But, when we consider how he will change the Church, we have to hear what one commentator called the dog whistles. For this reason, I was intrigued that the pope mentioned the late Cardinal Martini twice in the interview. If we have any doubts about whether this was just window dressing, just reread the interview that Martini gave before his death last year. The only question for me is just how much of Martini's programme does Francis want to carry out.
Lastly, when you look towards the end of this interview, what strikes one is the utter banality of his final tour de force (ou de faiblesse, tiens?) wherein he tries to sum up the fruits of his dialogue with the journalist in the following words:
"We have made a step forward in our dialogue. We have observed that in society and the world in which we live selfishness has increased more than love for others, and that men of good will must work, each with his own strengths and expertise, to ensure that love for others increases until it is equal and possibly exceeds love for oneself."
Crikey, I think to myself. Is that it? Have we got no further here than we might have got by listening to John Lennon's Imagine? I apologise in advance but I just have to say it. This is such patently flaky sentimentalism that it borders unintentionally on the satirical. The pope likes to call the traditionally minded Pelagians but I cannot help detecting a current of Pelagianism myself in this uber-optimistic appraisal of what men can do if they just love each other. You know the game is up when in fact something has gone beyond satire.
It's now gone past 12.30am and I'm losing the will to live, so let me sum up. As much as this interview is a ridiculous exercise, it risks, nevertheless, provoking dangerous fallout. Francis has started to put out the signals - wittingly or unwittingly, I know not - and like wildebeests bellowing out in reply across the savannas of the Church, the liberals are already answering the code. Timothy Radcliffe O.P has broken cover in America magazine to call for communion for the divorced and remarried. I fully expect there to be more interventions of this kind in the next few days.

▶ [LIST OF TASKS]
A. Answer these questions about the commentary on the pope's interview:
(i) How many times did the pope mention Cardinal Martini in the interview?
(ii) To which song does the writer compare the pope's closing summary?
(iii) In which magazine did Timothy Radcliffe call for communion for the divorced and remarried?
B. Carry on writing the commentary on the pope's interview, beginning after its final sentence.
The stored data comes from a separate source.

Stored data
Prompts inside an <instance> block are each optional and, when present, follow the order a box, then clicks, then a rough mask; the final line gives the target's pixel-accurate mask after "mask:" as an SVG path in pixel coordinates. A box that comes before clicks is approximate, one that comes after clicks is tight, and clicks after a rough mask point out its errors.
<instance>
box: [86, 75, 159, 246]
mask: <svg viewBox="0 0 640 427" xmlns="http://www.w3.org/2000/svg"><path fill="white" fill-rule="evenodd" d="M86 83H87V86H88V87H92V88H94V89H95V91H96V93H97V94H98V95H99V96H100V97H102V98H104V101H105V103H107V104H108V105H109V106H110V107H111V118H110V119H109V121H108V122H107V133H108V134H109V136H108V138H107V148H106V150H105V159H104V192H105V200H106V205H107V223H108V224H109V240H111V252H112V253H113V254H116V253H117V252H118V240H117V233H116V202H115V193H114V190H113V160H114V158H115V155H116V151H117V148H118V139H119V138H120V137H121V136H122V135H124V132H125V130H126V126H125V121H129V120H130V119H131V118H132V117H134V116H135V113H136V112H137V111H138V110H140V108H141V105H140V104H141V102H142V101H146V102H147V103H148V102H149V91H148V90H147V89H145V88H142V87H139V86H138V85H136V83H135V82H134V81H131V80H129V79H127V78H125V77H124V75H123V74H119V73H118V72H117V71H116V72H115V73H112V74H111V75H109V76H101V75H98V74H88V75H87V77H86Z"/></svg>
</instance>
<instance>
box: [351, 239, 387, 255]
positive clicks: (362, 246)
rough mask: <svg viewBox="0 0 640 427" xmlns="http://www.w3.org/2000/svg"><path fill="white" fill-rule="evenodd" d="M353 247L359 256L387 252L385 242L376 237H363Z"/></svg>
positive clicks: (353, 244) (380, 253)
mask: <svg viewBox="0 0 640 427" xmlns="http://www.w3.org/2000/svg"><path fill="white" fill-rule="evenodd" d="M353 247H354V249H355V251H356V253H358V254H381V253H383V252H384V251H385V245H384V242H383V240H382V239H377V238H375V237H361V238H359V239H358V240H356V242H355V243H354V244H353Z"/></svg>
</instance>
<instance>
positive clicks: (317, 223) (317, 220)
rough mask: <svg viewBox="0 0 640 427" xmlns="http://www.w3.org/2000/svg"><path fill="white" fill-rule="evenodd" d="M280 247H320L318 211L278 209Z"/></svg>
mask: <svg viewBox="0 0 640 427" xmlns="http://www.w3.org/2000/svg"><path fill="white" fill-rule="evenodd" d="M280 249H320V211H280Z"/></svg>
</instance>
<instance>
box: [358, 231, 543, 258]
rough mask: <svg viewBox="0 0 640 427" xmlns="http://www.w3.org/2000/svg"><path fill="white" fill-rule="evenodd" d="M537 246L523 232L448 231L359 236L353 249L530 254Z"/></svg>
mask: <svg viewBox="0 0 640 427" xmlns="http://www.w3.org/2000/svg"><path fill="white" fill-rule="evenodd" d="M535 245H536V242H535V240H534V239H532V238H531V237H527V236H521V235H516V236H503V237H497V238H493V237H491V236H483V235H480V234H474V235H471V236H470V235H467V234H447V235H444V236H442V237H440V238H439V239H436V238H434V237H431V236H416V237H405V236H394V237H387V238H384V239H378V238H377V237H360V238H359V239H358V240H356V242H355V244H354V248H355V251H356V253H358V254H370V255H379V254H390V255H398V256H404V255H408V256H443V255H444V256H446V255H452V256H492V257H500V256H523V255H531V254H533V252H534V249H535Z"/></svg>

▶ [ANSWERS BY TASK]
A.
(i) Twice.
(ii) John Lennon's Imagine.
(iii) America magazine.

B.
A second reaction I expect from this interview is that some will continue to strain the limits of interpretation on Francis's chaotic and incoherent pronouncements, so as to ensure that these are reconciled with orthodox belief. It is very well intentioned, and I applaud the sentiment, but I believe it is ultimately unhelpful. Of course we must be attentive to the duties which our piety towards the office of pope imposes. But we cannot be ignorant of history. We cannot just ignore the appalling implications of his words. This tactic is called nailing your trousers to the masts, as fans of Sir Humphrey Appleby know. Of course, the trouble with nailing your trousers to the mast (as opposed to your colours) is that it becomes rather difficult to climb down again. I mention this in a monitory fashion to those of that persuasion.
And lastly, don't expect to see an open reaction from hierarchs who think Francis is out of control. Nobody will break ranks openly. But neither should we underestimate what could be happening behind the scenes. I'm not joking: this interview is utterly frightful in its implications, and nobody with a mitre and a conscience can afford to ignore the most frightful of its implications.
So, that's me done. What on earth is he going to do next? Who knows? Probably another bloody interview!
Let us pray for the Holy Father of course!
Now, how about a lullaby to see us to bed? I thought so ...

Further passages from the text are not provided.